Work to complete >>
State how many lines in the rows below contain the word "background". Give only the number.
━━━
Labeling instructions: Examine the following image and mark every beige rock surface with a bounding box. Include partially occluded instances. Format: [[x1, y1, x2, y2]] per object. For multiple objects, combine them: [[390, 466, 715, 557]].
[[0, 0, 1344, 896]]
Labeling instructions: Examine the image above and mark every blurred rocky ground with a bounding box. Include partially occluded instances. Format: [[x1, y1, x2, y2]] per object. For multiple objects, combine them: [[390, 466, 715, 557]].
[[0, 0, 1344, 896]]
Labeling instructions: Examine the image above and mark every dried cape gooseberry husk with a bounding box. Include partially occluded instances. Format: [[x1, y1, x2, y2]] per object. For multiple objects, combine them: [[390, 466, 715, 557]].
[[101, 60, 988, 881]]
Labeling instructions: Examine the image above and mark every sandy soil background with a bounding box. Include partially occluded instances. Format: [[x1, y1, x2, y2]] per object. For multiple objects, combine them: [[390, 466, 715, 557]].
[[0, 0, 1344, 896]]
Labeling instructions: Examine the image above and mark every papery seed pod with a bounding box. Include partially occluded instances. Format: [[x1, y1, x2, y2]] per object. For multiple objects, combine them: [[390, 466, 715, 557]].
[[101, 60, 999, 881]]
━━━
Task response >>
1